---- Data shown

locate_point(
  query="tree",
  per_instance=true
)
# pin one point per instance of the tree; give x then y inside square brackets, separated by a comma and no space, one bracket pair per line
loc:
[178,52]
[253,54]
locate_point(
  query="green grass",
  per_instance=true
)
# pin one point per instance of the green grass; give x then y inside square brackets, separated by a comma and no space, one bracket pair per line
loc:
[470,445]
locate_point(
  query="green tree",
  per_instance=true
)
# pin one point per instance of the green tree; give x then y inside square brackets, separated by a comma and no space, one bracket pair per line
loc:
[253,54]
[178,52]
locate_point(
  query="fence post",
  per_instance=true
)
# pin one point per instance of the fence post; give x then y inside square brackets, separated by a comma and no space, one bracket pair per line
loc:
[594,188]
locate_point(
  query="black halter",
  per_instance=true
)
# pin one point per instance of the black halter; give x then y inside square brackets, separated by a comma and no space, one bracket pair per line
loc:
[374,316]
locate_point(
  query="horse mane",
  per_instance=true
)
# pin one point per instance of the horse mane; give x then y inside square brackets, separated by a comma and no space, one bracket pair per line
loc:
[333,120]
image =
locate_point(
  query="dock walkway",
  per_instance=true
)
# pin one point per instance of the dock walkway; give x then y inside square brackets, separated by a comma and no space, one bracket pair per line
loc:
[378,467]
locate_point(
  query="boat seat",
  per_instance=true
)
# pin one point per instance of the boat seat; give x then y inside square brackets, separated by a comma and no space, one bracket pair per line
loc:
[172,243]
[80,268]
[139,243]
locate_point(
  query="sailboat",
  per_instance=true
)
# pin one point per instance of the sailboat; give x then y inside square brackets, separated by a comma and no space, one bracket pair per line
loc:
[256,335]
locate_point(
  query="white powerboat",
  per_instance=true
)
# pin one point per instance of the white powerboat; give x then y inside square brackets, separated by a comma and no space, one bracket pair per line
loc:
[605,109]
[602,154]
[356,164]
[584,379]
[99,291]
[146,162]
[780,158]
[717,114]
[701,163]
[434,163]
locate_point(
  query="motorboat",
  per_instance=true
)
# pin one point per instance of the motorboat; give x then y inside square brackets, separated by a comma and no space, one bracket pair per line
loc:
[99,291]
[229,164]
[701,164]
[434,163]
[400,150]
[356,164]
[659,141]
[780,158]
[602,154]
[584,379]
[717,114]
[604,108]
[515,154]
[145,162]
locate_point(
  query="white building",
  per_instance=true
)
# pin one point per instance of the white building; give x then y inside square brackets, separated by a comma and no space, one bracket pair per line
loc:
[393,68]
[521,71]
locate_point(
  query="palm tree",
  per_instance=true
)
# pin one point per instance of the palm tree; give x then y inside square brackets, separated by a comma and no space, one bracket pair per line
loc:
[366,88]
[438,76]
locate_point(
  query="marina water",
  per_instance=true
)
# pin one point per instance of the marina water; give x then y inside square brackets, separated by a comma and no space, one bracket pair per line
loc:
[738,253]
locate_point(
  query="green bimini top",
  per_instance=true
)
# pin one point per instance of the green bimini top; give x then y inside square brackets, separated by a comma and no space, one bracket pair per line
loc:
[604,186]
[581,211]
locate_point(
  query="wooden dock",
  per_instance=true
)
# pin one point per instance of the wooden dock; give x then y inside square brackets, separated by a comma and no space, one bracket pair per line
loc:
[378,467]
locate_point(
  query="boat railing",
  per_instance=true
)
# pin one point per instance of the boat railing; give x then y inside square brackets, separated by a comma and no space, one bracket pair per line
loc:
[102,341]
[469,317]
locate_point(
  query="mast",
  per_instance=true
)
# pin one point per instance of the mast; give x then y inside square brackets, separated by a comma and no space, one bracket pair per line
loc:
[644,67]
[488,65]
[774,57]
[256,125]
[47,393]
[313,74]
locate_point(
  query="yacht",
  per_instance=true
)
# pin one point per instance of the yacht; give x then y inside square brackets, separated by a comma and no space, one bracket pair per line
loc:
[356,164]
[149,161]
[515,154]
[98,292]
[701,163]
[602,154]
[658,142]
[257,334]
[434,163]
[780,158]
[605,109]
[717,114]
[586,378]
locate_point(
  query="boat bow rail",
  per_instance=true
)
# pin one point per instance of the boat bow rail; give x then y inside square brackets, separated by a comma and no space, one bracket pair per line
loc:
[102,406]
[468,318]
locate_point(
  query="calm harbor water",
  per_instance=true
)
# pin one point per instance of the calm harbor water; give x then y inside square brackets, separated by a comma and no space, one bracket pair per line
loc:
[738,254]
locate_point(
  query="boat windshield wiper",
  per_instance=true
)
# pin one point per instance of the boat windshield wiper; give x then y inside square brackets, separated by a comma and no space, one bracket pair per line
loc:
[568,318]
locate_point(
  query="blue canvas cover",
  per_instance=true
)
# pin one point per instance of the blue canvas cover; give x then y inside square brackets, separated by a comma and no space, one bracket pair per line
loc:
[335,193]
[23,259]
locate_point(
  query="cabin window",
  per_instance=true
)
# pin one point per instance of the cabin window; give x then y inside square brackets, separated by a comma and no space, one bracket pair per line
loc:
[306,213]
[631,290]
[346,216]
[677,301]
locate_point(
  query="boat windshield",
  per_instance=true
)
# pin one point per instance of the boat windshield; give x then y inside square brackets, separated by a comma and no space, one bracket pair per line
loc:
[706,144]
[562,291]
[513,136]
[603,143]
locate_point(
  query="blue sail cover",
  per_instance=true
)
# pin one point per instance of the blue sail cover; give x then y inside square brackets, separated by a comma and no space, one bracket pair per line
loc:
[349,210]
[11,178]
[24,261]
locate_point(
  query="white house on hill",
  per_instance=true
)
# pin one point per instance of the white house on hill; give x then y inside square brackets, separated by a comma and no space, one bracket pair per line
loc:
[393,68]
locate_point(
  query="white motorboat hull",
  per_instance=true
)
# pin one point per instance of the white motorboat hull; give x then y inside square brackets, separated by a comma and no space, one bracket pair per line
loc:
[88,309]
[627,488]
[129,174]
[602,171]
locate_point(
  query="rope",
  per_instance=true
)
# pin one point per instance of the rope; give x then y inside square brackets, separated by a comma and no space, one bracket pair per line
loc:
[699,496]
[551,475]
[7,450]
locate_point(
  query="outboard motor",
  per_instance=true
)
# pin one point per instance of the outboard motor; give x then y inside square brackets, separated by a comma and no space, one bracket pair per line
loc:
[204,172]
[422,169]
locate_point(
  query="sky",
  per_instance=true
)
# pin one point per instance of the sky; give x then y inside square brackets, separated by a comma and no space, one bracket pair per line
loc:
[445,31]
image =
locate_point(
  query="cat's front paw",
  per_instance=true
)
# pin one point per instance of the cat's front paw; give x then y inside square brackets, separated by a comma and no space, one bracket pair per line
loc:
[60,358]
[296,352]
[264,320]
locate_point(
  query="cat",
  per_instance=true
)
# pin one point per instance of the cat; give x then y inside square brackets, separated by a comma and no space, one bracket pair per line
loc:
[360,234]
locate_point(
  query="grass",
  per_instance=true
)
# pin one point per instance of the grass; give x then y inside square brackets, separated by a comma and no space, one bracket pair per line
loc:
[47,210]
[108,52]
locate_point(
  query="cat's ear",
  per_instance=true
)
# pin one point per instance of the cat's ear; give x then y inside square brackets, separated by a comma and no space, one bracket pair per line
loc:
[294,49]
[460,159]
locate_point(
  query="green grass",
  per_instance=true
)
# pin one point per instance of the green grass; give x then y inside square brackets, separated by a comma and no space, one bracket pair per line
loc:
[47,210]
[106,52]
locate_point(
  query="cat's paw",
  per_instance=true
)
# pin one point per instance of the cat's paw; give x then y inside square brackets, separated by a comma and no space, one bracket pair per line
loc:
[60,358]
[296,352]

--------

**Exercise goal:** Could you transcribe the whole listing exactly?

**Result:**
locate_point(
  query="tree",
  per_instance=true
)
# pin one point per instance of the tree; give x then y inside square brackets, separated by a comma and no space, one bracket pair per line
loc:
[178,52]
[253,54]
locate_point(
  query="green grass",
  per_instance=true
)
# pin one point per instance of the green grass; give x then y inside square brackets, separated by a comma and no space, one bracket pair per line
loc:
[470,445]
locate_point(
  query="green tree",
  per_instance=true
)
# pin one point per instance of the green tree; give x then y inside square brackets, separated by a comma and no space, one bracket pair per line
loc:
[253,54]
[178,52]
locate_point(
  query="fence post",
  per_instance=true
)
# pin one point per instance of the fence post; give x then y inside square brackets, separated by a comma and no space, one bracket pair per line
loc:
[594,188]
locate_point(
  query="black halter",
  per_instance=true
)
# pin one point per instance of the black halter; give x then y inside square brackets, separated by a comma and no space, one bracket pair per line
loc:
[374,316]
locate_point(
  query="horse mane",
  per_instance=true
)
# pin one point per instance of the horse mane; give x then y inside square brackets, separated by a comma and no space, one bracket pair per line
loc:
[333,120]
image =
locate_point(
  query="dock walkway",
  per_instance=true
)
# pin one point per instance of the dock walkway; give x then y inside square brackets, separated by a comma and no space, one bracket pair per line
loc:
[378,467]
locate_point(
  query="boat seat",
  per_instance=true
)
# pin one point per instance of the boat seat; give x then y inside square brackets, separated by a comma and no space, one bracket pair per line
loc:
[172,243]
[80,268]
[139,243]
locate_point(
  query="sailboat",
  per_instance=true
)
# pin one point per instance of the sailboat; give x then y inside square brackets, separated by a comma and no space, one bracket pair per line
loc:
[256,335]
locate_point(
  query="white powerboat",
  per_instance=true
)
# pin one point per instance of the white powerboat; give x then y inside square brackets, separated by a comma and no space, one bracket pair per line
loc:
[605,109]
[602,154]
[356,164]
[584,379]
[99,291]
[146,162]
[780,158]
[717,114]
[701,163]
[434,163]
locate_point(
  query="motorboat",
  per_instance=true
)
# pin one point per instance of the motorboat; give x then y inside square brackets, separated by a comma and no space, one bracket pair per line
loc:
[99,291]
[229,164]
[701,164]
[434,163]
[400,150]
[356,164]
[659,141]
[780,158]
[602,154]
[584,379]
[717,114]
[604,108]
[515,154]
[145,162]
locate_point(
  query="white building",
  per_instance=true
)
# pin one point per instance of the white building; give x then y inside square brackets, separated by a comma and no space, one bracket pair per line
loc:
[393,68]
[521,71]
locate_point(
  query="palm tree",
  per_instance=true
)
# pin one point per instance of the palm tree; give x then y inside square brackets, separated by a comma and no space, one bracket pair per line
loc:
[366,88]
[438,76]
locate_point(
  query="marina water",
  per_instance=true
)
# pin one point per instance of the marina water; give x then y inside square brackets, separated by a comma and no space, one bracket pair per line
loc:
[738,253]
locate_point(
  query="green bimini top",
  per_instance=true
)
# pin one point per instance of the green bimini top; give x then y inside square brackets, separated by a comma and no space, one bracket pair per line
loc:
[604,186]
[581,211]
locate_point(
  query="wooden dock",
  per_instance=true
)
# pin one point per instance of the wooden dock; give x then y inside square brackets, separated by a comma and no space, one bracket pair per line
loc:
[378,467]
locate_point(
  query="boat railing",
  per_instance=true
)
# pin one point per instance of the boat railing; give x then y inside square brackets, separated by a comma and no space, one bracket pair per line
loc:
[102,341]
[469,317]
locate_point(
  query="mast",
  per_instance=true
)
# pin one point per instance of the mast; give x then y inside square brackets, separated by a comma and no space, one bracket pair per line
loc:
[644,67]
[488,65]
[774,57]
[256,125]
[47,393]
[313,74]
locate_point(
  query="yacht",
  per_instance=true
)
# pin one point per instance of the yacht; give x then y inside square brackets, separated by a comma and no space, one bracket pair per line
loc:
[356,164]
[149,161]
[515,154]
[98,292]
[701,163]
[602,154]
[658,142]
[257,334]
[434,163]
[780,158]
[605,109]
[717,114]
[586,378]
locate_point(
  query="boat bow rail",
  per_instance=true
)
# pin one point per instance of the boat bow rail; give x then y inside square brackets, separated by a comma and no space, one bracket pair per line
loc:
[102,406]
[468,318]
locate_point(
  query="calm harbor water",
  per_instance=true
)
# pin one point per instance of the calm harbor water; give x then y inside square brackets, separated by a comma and no space, one bracket pair per line
loc:
[738,254]
locate_point(
  query="boat windshield wiper",
  per_instance=true
)
# pin one point per instance of the boat windshield wiper; give x then y inside square brackets, separated by a comma and no space, one bracket pair per line
loc:
[568,318]
locate_point(
  query="blue canvas cover",
  per_instance=true
)
# pin one point per instance of the blue canvas cover; give x then y inside square brackets, separated by a comma and no space, one bracket pair per line
loc:
[335,193]
[23,259]
locate_point(
  query="cabin window",
  per_instance=true
)
# pin one point per instance of the cabin window; give x then y inside square brackets, separated by a comma and no space, one bracket pair per line
loc:
[306,213]
[631,290]
[346,216]
[677,301]
locate_point(
  query="boat windshield",
  per_instance=true
)
# pin one point per instance of the boat windshield; give x then y inside square brackets, separated by a comma and no space, one bracket pair per line
loc:
[706,144]
[562,291]
[513,136]
[603,143]
locate_point(
  query="blue sail cover",
  per_instance=true
)
# pin one point per instance of the blue sail cover; give x then y inside square brackets, separated by a comma and no space, one bracket pair per line
loc:
[349,210]
[11,178]
[24,261]
locate_point(
  query="white house on hill",
  per_instance=true
)
# pin one point per instance of the white house on hill; give x then y inside square brackets, separated by a comma and no space, one bracket pair per line
loc:
[393,68]
locate_point(
  query="white motorboat hull",
  per_instance=true
)
# pin one point per instance of the white motorboat hull; give x then y inside square brackets, separated by a comma and no space, one bracket pair per line
loc:
[88,309]
[627,488]
[129,174]
[602,171]
locate_point(
  query="rope",
  per_instance=true
)
# pin one point per instance of the rope; give x then y inside square brackets, separated by a comma and no space, one bracket pair per line
loc:
[699,496]
[551,475]
[7,450]
locate_point(
  query="outboard motor",
  per_instance=true
)
# pin one point per instance of the outboard motor; give x then y inside square brackets, separated by a comma and no space, one bracket pair per line
loc:
[204,172]
[422,169]
locate_point(
  query="sky",
  per_instance=true
)
# pin one point per instance of the sky; give x then y inside square brackets, separated by a comma and no space, one bracket pair per line
loc:
[445,31]
image =
locate_point(
  query="cat's front paw",
  per_instance=true
)
# pin one point per instance of the cat's front paw; give x then y inside square brackets, separated by a comma and no space, one bracket pair per line
loc:
[60,358]
[296,352]
[264,320]
locate_point(
  query="cat",
  per_instance=true
)
# pin one point per instance of the cat; give x then y inside square brackets, separated by a comma and no space, one bracket pair per line
loc:
[360,234]
locate_point(
  query="grass",
  per_instance=true
)
# pin one point per instance of the grass; give x then y inside square brackets, separated by a comma and no space, one bracket pair per line
loc:
[47,210]
[108,52]
locate_point(
  query="cat's ear",
  per_instance=true
)
# pin one point per instance of the cat's ear; give x then y inside square brackets, separated by a comma and no space, one bracket pair per line
loc:
[294,49]
[460,159]
locate_point(
  query="green grass",
  per_instance=true
)
# pin one point per instance of the green grass; give x then y inside square brackets, separated by a comma and no space, one bracket pair per line
loc:
[47,210]
[106,52]
locate_point(
  query="cat's paw",
  per_instance=true
)
# pin one point per instance of the cat's paw; give x then y inside square brackets, separated by a comma and no space, one bracket pair per line
loc:
[60,358]
[296,352]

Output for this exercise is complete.